INSTRUCTIONS TO FOLLOW:
Render the rows below as a numbered list, skipping any blank lines and leaving the pictures out.

(Data lines)

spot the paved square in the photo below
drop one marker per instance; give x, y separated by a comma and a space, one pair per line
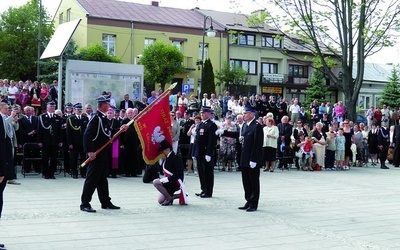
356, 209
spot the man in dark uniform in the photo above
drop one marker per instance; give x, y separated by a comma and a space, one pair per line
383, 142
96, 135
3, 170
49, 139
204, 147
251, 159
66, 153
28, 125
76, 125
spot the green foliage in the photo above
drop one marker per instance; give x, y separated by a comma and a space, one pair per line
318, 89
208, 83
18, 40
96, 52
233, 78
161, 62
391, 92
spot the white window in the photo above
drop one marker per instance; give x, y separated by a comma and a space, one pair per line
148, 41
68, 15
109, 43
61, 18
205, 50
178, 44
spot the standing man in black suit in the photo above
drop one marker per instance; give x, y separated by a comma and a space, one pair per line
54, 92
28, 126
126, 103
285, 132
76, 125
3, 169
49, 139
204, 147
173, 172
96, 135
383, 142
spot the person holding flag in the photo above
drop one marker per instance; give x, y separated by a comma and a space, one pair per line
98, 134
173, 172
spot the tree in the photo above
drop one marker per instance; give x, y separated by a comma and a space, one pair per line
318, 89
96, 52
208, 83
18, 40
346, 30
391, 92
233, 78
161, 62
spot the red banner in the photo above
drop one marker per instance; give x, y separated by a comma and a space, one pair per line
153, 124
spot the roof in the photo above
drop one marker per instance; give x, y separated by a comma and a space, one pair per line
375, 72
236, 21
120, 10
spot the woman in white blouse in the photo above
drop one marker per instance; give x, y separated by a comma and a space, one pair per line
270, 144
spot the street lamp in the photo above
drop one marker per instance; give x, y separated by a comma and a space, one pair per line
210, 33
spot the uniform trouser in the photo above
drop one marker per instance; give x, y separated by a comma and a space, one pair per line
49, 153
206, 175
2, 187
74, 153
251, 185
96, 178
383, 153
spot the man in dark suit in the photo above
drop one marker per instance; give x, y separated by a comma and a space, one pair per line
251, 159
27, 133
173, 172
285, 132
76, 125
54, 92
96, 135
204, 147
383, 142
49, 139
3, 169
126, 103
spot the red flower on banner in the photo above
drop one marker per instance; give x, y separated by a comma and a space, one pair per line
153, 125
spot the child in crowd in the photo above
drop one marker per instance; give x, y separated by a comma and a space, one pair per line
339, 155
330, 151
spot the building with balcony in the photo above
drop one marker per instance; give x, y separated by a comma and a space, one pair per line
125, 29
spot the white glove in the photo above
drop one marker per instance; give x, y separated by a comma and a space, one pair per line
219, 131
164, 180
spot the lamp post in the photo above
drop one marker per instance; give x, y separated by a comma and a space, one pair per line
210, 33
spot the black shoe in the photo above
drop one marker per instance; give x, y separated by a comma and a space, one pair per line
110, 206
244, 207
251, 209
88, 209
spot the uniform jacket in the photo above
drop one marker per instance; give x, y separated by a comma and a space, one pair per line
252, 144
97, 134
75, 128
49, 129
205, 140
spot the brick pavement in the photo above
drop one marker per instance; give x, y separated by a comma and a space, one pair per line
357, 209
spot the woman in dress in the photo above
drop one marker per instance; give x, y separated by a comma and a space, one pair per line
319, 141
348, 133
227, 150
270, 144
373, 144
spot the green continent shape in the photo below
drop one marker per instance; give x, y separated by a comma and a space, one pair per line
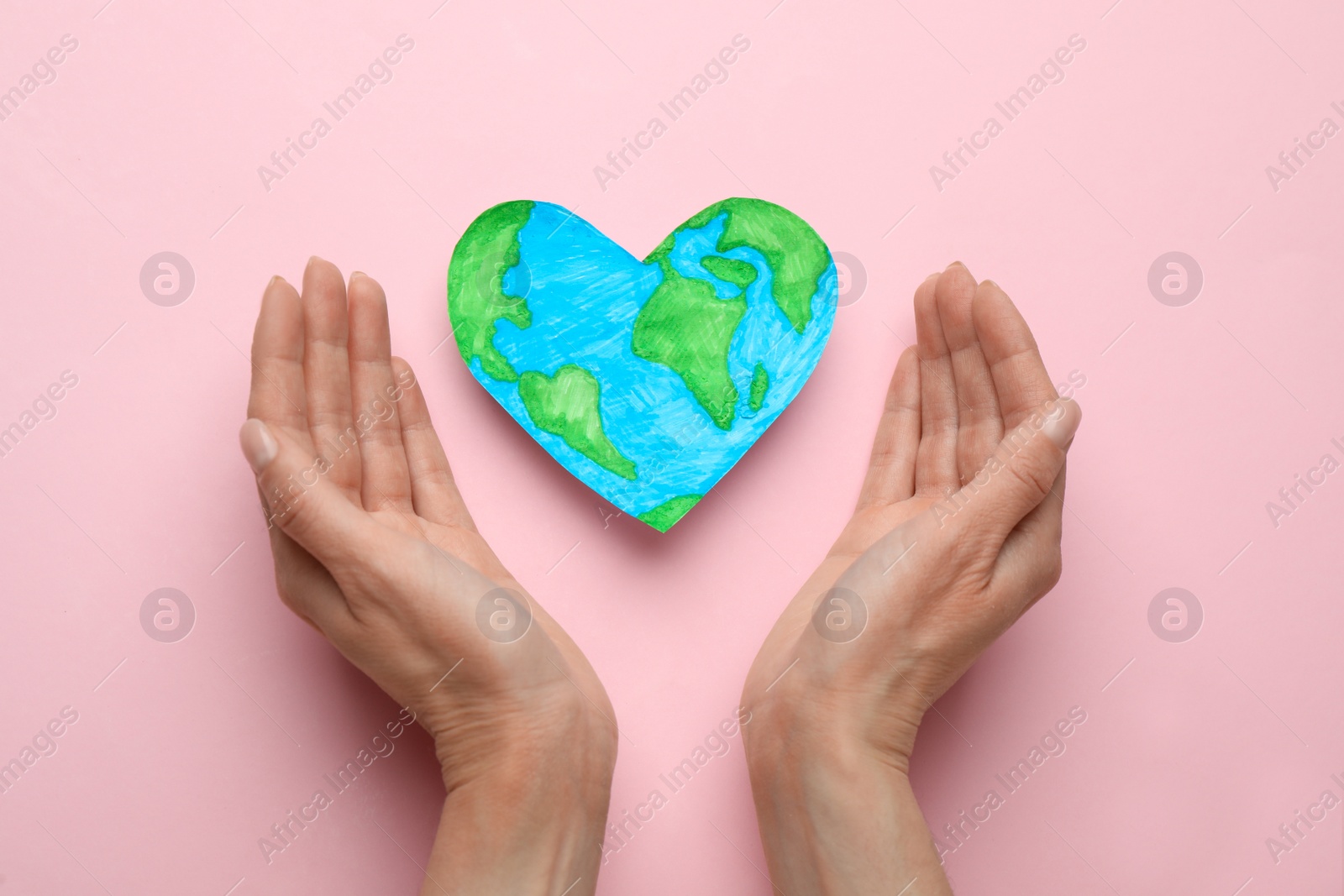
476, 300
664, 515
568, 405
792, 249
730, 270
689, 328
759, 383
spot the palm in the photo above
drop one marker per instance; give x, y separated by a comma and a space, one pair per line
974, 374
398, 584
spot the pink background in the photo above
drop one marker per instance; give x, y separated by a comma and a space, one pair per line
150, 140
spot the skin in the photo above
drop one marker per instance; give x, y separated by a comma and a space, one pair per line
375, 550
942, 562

ANSWER IN FULL:
1. spot the paved square in the photo below
2. drop one marker per instance; give x, y separated by a comma and a space, one pair per line
3. 356, 209
4. spot the man in dark uniform in the photo above
5. drop one marker per instance; give x, y separated by a comma and a space, one pair per line
6. 383, 142
7. 96, 135
8. 3, 170
9. 49, 139
10. 204, 147
11. 251, 159
12. 66, 153
13. 28, 125
14. 76, 125
15. spot the green foliage in the photo above
16. drop one marker per instance; give x, y separated by a comma and a space, one pair per line
17. 318, 89
18. 208, 83
19. 18, 40
20. 96, 52
21. 233, 78
22. 161, 62
23. 391, 92
24. spot the white window in the photo above
25. drop one marker per instance; give x, y separated by a comma and a space, one pair per line
26. 148, 41
27. 68, 15
28. 109, 43
29. 61, 18
30. 205, 50
31. 178, 44
32. spot the standing man in black suit in the photo above
33. drop one marker per instance; give x, y separated by a comma and a space, one pair per line
34. 54, 92
35. 28, 126
36. 126, 103
37. 285, 132
38. 76, 125
39. 3, 169
40. 49, 139
41. 204, 147
42. 173, 172
43. 96, 135
44. 383, 142
45. spot the person holding flag in the photo above
46. drop one marker per instance; give x, y separated by a comma and a space, one pair per line
47. 98, 134
48. 173, 172
49. spot the tree in the photo above
50. drop one marker per instance; give x, y separated by a comma and a space, one pair per line
51. 318, 89
52. 96, 52
53. 208, 83
54. 18, 40
55. 346, 30
56. 391, 92
57. 233, 78
58. 161, 62
59. spot the red banner in the photo above
60. drop one marker per instance; give x, y separated by a comma and a space, one pair per line
61. 153, 124
62. spot the roof in the photo above
63. drop one marker per instance; give x, y separated by a comma and a space, one pair per line
64. 375, 72
65. 236, 21
66. 120, 10
67. spot the woman in white blouse in the photo above
68. drop one marker per instance; give x, y separated by a comma and a space, one pair per line
69. 270, 144
70. spot the street lamp in the photo above
71. drop one marker per instance; give x, y separated by a comma and a space, one pair per line
72. 210, 33
73. spot the uniform trouser in the photo above
74. drop one marker per instance; give x, y separated by a comma and a space, one pair per line
75. 49, 153
76. 206, 175
77. 2, 187
78. 74, 153
79. 251, 185
80. 96, 178
81. 383, 153
82. spot the man in dark suit in the photo above
83. drop one marker per instance; give x, y separated by a comma and a space, one pair per line
84. 251, 159
85. 27, 133
86. 173, 172
87. 285, 132
88. 76, 125
89. 54, 92
90. 96, 135
91. 204, 147
92. 383, 142
93. 49, 139
94. 3, 169
95. 126, 103
96. spot the red flower on banner in the photo above
97. drop one marker per instance; give x, y separated by a comma and a space, one pair per line
98. 153, 125
99. spot the child in crowd in the photo above
100. drop one marker per instance; give x, y separated by a comma and a space, one pair per line
101. 339, 155
102. 330, 151
103. spot the building with balcony in the photo above
104. drop one marker per instance; give x, y separated by a comma and a space, one pair per line
105. 125, 29
106. spot the white glove in the photo above
107. drop one marker per instance; give x, y separated by a comma and a space, one pair per line
108. 219, 131
109. 164, 180
110. spot the lamp post in the photo above
111. drop one marker per instance; give x, y separated by a comma and a space, one pair per line
112. 210, 33
113. spot the black shoe in the photo above
114. drop one marker per instance; give x, y separated by a comma and a space, one pair per line
115. 110, 206
116. 244, 207
117. 251, 209
118. 88, 209
119. spot the uniform jacket in the photo above
120. drop one marker per instance; give x, y separated by a comma and a space, one pair per line
121. 252, 144
122. 97, 134
123. 75, 128
124. 49, 129
125. 205, 140
126. spot the brick pavement in the photo above
127. drop one marker per instance; give x, y separated by a comma and a space, one pair per line
128. 357, 209
129. spot the woman in dress in the photo above
130. drop one marker per instance; give x, y separated by a comma and a space, one pair per line
131. 319, 141
132. 348, 133
133. 227, 150
134. 270, 144
135. 373, 144
136. spot the green continent shape in the photo below
137. drop one marker per instance; give x, y separated by a comma and a space, one pair per line
138. 476, 300
139. 664, 515
140. 568, 405
141. 792, 249
142. 730, 270
143. 689, 328
144. 759, 383
145. spot the palm in the photo above
146. drop one marker per instance; give x, y separated by a comma and a space, one pair per line
147. 974, 374
148. 398, 584
149. spot the pink background in the photo above
150. drop one marker per instance; give x, y separated by a comma and a space, one pair per line
151. 150, 140
152. spot the skin in the photo above
153. drop one marker per instance; give x, y separated by a comma and a space, one pair per line
154. 375, 550
155. 942, 562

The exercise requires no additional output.